[START OF TASK INPUTS]

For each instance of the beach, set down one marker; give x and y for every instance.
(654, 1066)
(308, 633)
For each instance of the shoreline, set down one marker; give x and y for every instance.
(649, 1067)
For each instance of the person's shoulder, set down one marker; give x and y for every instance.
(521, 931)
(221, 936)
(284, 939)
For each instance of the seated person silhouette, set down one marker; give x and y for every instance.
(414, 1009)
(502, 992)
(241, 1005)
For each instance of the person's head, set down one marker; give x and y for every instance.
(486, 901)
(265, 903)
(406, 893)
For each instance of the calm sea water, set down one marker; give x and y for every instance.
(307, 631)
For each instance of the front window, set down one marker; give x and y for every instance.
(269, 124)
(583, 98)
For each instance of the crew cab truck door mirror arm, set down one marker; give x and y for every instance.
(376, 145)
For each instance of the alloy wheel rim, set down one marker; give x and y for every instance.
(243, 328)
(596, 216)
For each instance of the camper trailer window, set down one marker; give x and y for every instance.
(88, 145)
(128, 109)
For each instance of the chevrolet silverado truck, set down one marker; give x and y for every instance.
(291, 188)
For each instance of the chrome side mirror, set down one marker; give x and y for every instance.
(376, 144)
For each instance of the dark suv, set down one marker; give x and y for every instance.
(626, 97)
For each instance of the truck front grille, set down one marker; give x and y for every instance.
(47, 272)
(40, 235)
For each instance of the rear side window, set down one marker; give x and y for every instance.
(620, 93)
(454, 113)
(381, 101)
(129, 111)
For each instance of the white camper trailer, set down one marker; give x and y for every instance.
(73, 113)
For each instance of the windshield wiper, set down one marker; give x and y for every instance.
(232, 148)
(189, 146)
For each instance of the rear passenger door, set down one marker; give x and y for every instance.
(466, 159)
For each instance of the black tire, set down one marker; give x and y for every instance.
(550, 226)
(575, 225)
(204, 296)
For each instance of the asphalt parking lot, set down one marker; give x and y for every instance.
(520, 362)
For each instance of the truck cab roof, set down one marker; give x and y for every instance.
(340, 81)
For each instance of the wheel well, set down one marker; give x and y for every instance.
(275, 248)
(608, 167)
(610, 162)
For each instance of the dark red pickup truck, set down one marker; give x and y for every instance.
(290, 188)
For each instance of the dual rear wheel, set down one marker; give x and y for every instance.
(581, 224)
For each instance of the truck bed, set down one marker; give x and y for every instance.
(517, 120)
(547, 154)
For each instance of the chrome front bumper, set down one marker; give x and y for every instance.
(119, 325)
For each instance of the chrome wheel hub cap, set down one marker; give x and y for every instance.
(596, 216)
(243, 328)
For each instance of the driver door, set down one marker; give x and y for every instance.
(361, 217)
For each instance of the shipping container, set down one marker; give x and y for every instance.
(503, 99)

[END OF TASK INPUTS]

Please reproduce the items from the line with "For each instance of the rear passenger" up to and including the last line of the items, each request unchanged, with every x and y coordinate in the answers multiplied by 0.7 and rounded to a whole number, halves rounded up. Give only these lines.

For each instance of the rear passenger door, set down one marker; give x and y for every instance.
(326, 111)
For each instance of the black tire, set down one marker; give x and y for every instance.
(385, 158)
(403, 158)
(143, 207)
For each instance of the asphalt parking lot, set down one marker; give x and y for every instance.
(364, 253)
For each instance of the truck cab roof, set down one marker; give x and y for every instance.
(238, 57)
For each instance of the wheel well, set down one marker; give x and y for every instance.
(193, 174)
(426, 117)
(427, 113)
For each instance of the dark red pickup truck, set down one marker; give x and y for every instance.
(203, 132)
For each instance of the dual rear wheel, set down one marker; give x and y for every instance.
(407, 157)
For each instance of the truck bed, set down one marker; give x and y for every instance.
(362, 84)
(383, 108)
For each instance of the chrome front bumper, set down one marker; give x and y for every instance.
(83, 228)
For each instance of the chrome wheel hub cap, set down one marker; give x and y for every instance.
(417, 151)
(170, 230)
For each instance of the driver door, set down one marker; give x and y for every instance.
(253, 152)
For each instance of the shipping container, set down one marker; give x and y for every instance.
(352, 69)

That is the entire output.